**Directions**
Copy out, exactly as given, every line from the line with "[locate] hardwood floor" to the end of the listing, both of those lines included.

**Material provided**
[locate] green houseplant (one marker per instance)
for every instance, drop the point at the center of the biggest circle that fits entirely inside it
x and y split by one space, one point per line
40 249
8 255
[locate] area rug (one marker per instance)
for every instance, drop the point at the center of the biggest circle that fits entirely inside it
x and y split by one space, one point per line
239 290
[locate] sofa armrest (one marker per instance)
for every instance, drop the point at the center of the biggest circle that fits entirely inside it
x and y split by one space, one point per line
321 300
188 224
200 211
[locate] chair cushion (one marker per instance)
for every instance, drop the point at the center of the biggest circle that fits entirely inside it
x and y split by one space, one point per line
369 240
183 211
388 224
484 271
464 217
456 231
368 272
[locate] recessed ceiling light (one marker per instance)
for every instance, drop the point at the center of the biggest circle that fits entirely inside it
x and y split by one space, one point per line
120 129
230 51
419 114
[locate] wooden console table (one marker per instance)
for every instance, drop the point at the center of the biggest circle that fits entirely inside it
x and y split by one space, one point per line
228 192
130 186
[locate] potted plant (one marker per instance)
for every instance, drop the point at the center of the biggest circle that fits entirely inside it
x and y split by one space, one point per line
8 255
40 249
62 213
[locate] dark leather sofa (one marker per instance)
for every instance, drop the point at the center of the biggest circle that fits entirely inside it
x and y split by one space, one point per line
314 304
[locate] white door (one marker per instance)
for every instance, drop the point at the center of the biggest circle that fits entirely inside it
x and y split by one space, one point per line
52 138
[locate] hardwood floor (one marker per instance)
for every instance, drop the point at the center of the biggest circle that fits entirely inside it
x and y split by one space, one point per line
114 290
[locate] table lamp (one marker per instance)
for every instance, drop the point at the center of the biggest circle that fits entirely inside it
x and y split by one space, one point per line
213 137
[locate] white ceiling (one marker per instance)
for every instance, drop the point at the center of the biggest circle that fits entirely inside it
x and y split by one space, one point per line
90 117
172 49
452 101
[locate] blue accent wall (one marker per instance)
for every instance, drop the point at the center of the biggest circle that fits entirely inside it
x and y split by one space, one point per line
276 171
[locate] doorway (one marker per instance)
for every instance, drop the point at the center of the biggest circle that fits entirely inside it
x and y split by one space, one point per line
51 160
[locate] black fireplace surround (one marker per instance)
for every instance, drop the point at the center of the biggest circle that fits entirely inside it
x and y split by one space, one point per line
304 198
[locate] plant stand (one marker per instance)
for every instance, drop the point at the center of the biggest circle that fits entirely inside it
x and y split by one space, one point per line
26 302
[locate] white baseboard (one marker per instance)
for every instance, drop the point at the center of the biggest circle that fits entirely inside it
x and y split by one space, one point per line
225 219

**Expected answer**
[locate] hardwood floor (one marker per instance)
for every instance, drop the point at the center of the biggest circle that fits entirely inside it
x and y split by one space, one point per line
114 290
[locate] table lamp (one marker per instance)
for every instance, drop the point at the center of the biggest circle that fits entirely inside it
x and y split by one space, one point per line
213 137
[locate] white ceiling (one marker per instance)
for every instance, drop the point at the center of the biggest circle that fits entirely inside it
x and y split by one space, one point per line
90 117
172 49
452 101
[locate] blue accent wall (one marker per instance)
for every instance, drop the point at the center of the biggest circle that fits entirely inside it
x and y split by one space, one point per line
276 171
[locate] doorway (one marker per instance)
for every instance, drop the point at the center of the biggest circle that fits entirely inside it
x and y split by one space, one point per line
51 160
[locate] black fireplace surround (one marker per instance)
for every instance, drop the point at the center of the biggest circle that fits entirely inside it
x and y split by one space, one point per line
304 198
[locate] plant stand (one marker per instance)
for every instance, drop the point at the center of the biggest circle that fits entirely inside it
x and y split by one space, one point per line
26 302
[locate] white baseboard (one marker per instance)
for every instance, drop the point at the center of the biggest circle that fits entirely inside it
x and y split by one space, one point per line
225 219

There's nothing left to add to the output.